Tâches à faire
1. D'après le texte sur le service militaire, combien de jeunes doivent rejoindre la grande muette chaque année ?
2. Reprenez le texte sur le service militaire et prolongez-le à partir de sa dernière phrase.

Texte du document
==========
Service militaire : Le jeune, ce mal-aimé…


Un service militaire obligatoire. Qu'en penser ? Qu'en dire passée la gifle d'une annonce lovée au beau milieu de l’indolence estivale ?  Il est dit que 300.000 jeunes rejoindront chaque année la grande muette pour gagner en droiture, en discipline, en patriotisme. Le grand réveil tant attendu, celui de l'emploi, de la dignité, de la redistribution, le mythe fédérateur qui insufflera une poussée d'énergie dans les voiles d'un bateau Maroc en stagnation est là et c'est… hélas, un emprunt du passé.

Il n'appartient à personne de dégonfler la bulle idéaliste des concepteurs de l'idée. Après tout un évènement de cette ampleur, fédérateur dans ses contours, révolutionnaire dans sa volonté d’encourager le brassage social n'est pas le pain quotidien de notre pays. Peut-être ce projet saura-t-il raviver les énergies dormantes de notre jeunesse jugée molle, velléitaire, violente, mal canalisée, mal dans sa peau, encline à l'errance.

Mais nous parlons là d’un service militaire obligatoire. Nous parlons là de sous-traiter à une armée professionnelle la gestion des Millenials, du dividende démographique, de l'unique richesse de la nation. Nous parlons là de livrer les jeunes sans différenciation aucune à un système de valeurs fortement hiérarchisé, instituant de fait l'autorité de fer comme valeur suprême, la soumission et l'obéissance comme lois d’airain.

Discipliner par le béret une jeunesse devant se trouver une place aux côtés des algorithmes, de l'intelligence artificielle, de la nouvelle économie du savoir dont le seul carburant est la capacité de s'affranchir des conformismes, des normes passéistes, des limites de la pensée, pour créer, fabriquer un avenir où 60 % des emplois actuels disparaîtront, est au mieux anachronique, au pis un terrible gâchis.



Certes, ce devoir national ne dure qu’une année et ses stigmates quand bien même vifs s’estomperont avec le temps ( ou pas), mais le recours à l’encadrement de l’armée dans le redressement moral, physique, intellectuel de la jeunesse sonne comme une correction façon « Full Metal Jacket ». Il sonne comme le succédané d’une vraie politique d’inclusion du Millenial. Puisque l’idée d’un bootcamp semble obtenir les faveurs de l’Etat, pourquoi ces bootcamps ne prendraient-ils pas l’allure d’un service civique axé sur l’apprentissage du numérique à la façon de l’école 1337, cette oasis dans le désert de l’éducation qu’OCP a greffée dans la cité minière de Khouribga ? Des jeunes sélectionnés selon un test de logique, sans la discrimination d’un diplôme, s’y exercent au codage sur le modèle de l’école 42 de Xavier Niel. Employabilité garantie, ouverture sur l’autre, sur le monde et sur son réacteur nucléaire : Palo Alto.
==========
(Lignes du jeu de données sur l'emplacement des objets)
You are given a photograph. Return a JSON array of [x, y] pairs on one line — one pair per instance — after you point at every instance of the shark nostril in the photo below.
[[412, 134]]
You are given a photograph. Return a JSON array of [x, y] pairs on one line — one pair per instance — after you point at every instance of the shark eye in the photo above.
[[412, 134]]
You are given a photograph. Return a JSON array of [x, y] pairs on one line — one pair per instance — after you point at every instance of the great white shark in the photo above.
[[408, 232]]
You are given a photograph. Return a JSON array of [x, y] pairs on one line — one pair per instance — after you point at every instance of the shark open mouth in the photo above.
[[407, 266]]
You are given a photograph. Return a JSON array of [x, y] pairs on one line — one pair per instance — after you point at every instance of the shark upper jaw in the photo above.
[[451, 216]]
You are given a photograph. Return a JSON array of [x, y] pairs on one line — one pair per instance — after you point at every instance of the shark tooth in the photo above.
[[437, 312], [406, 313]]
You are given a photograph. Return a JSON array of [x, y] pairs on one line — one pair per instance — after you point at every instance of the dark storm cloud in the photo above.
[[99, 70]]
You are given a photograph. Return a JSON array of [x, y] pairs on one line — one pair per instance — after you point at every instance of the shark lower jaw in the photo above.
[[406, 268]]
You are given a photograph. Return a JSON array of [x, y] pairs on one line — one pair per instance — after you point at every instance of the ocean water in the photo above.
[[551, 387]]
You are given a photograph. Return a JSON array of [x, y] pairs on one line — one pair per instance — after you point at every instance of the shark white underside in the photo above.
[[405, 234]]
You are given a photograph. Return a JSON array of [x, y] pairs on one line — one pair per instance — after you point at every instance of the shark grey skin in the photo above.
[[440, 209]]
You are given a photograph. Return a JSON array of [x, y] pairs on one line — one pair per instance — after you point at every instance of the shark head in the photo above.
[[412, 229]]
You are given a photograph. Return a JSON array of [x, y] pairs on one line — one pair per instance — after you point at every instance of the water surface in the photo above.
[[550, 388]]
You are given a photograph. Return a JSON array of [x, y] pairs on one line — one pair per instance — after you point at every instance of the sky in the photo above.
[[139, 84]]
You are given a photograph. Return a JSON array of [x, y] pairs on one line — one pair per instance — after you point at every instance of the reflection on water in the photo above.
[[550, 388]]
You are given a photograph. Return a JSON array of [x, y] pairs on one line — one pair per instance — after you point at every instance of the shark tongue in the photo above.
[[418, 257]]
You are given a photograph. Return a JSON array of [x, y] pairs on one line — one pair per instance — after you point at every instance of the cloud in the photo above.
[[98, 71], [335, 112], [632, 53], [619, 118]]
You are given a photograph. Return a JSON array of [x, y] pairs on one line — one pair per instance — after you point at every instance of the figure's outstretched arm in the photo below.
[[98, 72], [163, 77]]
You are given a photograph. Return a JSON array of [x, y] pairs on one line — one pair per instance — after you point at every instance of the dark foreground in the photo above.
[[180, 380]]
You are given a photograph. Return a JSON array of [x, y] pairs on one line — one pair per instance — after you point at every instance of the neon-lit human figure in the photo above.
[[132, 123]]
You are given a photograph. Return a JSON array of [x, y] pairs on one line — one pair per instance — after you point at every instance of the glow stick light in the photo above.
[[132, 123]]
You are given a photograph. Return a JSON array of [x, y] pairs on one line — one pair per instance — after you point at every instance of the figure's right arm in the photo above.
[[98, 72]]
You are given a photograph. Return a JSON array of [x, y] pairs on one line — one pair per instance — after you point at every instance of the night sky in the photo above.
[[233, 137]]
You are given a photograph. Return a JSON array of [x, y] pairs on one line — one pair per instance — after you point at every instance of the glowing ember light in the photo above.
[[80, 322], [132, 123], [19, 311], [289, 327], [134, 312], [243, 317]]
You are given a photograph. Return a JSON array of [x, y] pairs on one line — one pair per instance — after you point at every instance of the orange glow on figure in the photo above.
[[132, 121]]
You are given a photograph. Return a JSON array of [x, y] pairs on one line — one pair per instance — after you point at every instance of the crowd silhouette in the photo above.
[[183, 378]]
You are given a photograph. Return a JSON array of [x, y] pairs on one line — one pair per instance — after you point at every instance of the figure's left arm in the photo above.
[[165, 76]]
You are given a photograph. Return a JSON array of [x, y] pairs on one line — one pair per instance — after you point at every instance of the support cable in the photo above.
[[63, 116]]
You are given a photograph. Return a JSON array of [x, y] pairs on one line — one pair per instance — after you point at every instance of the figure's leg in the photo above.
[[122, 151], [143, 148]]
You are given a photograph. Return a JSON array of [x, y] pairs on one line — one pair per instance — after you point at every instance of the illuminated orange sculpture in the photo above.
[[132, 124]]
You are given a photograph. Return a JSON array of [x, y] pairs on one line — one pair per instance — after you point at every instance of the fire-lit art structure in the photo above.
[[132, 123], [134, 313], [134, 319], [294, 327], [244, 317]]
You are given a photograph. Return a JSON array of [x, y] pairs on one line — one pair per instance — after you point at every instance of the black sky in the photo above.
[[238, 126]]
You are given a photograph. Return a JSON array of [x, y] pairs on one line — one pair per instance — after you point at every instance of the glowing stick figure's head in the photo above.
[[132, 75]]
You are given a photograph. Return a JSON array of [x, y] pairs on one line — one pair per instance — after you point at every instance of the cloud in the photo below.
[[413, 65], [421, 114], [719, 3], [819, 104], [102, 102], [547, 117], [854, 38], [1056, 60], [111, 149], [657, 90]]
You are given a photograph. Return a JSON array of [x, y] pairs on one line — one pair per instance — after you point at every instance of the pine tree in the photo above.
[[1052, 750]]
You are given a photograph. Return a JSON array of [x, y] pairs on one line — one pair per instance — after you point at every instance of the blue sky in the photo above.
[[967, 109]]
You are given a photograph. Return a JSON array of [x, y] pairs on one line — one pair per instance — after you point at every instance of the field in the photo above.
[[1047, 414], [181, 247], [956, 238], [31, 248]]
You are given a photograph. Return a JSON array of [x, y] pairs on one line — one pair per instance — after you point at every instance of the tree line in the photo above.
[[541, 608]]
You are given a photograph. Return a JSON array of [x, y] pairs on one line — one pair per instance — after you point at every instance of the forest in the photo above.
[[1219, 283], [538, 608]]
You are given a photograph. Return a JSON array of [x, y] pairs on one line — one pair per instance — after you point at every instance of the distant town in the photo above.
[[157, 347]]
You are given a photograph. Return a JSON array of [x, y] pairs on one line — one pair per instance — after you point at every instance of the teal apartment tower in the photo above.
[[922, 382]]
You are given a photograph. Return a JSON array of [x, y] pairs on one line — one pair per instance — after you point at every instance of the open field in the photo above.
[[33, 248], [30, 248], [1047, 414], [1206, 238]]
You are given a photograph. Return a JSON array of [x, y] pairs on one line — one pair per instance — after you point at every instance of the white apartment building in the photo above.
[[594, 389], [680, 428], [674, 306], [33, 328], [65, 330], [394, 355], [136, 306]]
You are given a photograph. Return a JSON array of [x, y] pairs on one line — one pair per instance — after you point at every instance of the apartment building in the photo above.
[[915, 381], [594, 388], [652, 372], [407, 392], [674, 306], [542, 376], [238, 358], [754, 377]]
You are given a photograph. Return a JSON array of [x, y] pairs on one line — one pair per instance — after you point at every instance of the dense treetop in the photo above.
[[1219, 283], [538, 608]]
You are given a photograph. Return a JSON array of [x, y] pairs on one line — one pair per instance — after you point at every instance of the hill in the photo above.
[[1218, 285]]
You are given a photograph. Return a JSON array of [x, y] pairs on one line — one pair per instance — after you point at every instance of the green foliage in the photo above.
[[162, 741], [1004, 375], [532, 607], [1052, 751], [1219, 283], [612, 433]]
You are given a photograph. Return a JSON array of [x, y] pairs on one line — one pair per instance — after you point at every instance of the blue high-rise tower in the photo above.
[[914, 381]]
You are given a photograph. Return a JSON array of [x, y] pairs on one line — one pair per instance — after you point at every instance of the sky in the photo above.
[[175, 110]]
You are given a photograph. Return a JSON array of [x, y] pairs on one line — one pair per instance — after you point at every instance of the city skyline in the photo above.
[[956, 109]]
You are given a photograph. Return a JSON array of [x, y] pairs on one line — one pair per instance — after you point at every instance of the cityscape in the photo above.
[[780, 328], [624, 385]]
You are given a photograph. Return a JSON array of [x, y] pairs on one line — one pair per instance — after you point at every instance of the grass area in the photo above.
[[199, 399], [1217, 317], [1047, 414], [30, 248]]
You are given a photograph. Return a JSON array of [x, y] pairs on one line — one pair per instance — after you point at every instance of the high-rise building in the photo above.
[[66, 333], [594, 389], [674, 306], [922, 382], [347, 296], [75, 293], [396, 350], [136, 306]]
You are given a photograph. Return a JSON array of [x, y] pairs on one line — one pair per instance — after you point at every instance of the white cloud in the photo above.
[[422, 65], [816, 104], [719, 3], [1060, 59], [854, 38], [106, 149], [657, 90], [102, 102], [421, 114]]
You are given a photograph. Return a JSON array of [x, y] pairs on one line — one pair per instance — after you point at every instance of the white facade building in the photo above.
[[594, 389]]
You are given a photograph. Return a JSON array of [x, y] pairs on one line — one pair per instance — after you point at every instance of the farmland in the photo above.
==========
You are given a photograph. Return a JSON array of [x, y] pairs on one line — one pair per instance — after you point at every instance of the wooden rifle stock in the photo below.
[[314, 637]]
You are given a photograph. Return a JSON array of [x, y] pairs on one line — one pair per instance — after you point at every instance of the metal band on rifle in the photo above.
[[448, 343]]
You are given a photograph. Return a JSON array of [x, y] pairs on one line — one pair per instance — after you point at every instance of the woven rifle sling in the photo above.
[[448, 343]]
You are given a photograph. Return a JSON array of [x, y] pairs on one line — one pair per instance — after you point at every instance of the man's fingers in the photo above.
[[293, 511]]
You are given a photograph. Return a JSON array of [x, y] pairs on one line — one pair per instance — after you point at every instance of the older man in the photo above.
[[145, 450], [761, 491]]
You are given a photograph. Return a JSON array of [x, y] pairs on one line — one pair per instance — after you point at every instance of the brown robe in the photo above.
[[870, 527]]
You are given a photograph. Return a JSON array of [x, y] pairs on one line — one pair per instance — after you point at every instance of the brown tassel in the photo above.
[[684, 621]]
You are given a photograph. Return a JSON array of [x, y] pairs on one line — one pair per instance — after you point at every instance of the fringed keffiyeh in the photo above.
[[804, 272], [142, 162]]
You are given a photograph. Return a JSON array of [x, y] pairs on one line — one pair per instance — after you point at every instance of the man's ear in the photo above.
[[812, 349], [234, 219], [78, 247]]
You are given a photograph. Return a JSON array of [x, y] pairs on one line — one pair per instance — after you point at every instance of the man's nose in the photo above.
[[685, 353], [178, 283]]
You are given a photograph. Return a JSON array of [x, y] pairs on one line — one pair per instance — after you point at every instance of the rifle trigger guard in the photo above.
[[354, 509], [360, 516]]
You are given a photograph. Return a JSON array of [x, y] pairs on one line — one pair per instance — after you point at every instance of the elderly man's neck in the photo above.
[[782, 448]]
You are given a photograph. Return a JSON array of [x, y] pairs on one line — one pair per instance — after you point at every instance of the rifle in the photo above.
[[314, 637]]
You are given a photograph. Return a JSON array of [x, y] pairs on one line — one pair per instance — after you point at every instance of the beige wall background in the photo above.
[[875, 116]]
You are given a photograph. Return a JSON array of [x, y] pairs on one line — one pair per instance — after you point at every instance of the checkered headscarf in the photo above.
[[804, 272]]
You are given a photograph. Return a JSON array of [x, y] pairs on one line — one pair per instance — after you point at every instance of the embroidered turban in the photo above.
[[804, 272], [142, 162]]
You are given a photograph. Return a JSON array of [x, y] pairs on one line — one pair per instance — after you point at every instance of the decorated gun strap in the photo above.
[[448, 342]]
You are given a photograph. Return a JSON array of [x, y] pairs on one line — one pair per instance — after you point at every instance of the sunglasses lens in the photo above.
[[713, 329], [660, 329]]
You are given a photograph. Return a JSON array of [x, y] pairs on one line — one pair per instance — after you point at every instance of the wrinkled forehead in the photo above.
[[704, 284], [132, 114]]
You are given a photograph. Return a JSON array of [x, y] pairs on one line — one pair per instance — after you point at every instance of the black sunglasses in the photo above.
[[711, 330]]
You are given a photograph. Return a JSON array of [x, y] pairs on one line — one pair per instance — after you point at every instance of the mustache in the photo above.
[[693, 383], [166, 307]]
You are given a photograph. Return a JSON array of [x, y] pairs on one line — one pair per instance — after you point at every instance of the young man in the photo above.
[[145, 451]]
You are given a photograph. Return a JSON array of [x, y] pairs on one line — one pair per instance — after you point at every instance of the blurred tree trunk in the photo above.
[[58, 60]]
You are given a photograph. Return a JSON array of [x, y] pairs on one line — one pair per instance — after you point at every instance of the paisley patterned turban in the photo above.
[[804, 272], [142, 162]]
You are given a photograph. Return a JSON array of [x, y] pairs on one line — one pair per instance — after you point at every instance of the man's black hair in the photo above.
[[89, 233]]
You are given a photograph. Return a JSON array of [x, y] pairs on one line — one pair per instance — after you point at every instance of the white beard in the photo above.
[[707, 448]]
==========
Tâches résolues
1. 300.000 jeunes.

2.
Jadis élément fondateur de l’imaginaire infantile, adolescent, l’armée ne fait plus rêver. Vingt-cinq ans de paix, un monde radicalement transformé, numérisé, connecté, collaboratif, créatif, ont reprogrammé la psyché du jeune. Celui-ci, sujet à ce que Luc Ferry appelle « l’individualisme révolutionnaire », rêve désormais entrepreneuriat, worklabs, hackhaton. Il rejette le salariat et ses archaïsmes, les horaires et leur corset, les ordres distillés par une hiérarchie quinquagénaire ignorante des nouveaux codes de l’économie collaborative. Pour la toute première fois de l’histoire, la transmission ne se fait plus verticalement, le moindre petit stagiaire d’une grande entreprise ayant plus à apprendre au PDG que le contraire. Soumettre la génération Y à un devoir national contraint, étranger à la notion de volontariat, d’engagement convaincu, peut engendrer le rejet, le malaise.

En 2006, lorsqu’il fut mis fin au premier service militaire, Steve Jobs n’avait pas encore créé l’iPhone et ni Facebook, ni Twitter, ni Uber, ni Airbnb n’étaient nés. Depuis, le monde a basculé dans une dimension où la notion même d’emploi stable ne tient plus devant la fragmentation du travail, devant ce qu’on appelle la « gig economy ». Ce véritable big bang anthropologique, assis sur une liberté absolue et inaliénable, se situe aux antipodes de la tradition militaire, symbole d’un monde ancien, stratifié, où l’obéissance, le respect ne se gagnent pas, mais s’imposent. Or c’est vers ce monde-là que l’on veut propulser à nouveau les jeunes, ces éternels incompris.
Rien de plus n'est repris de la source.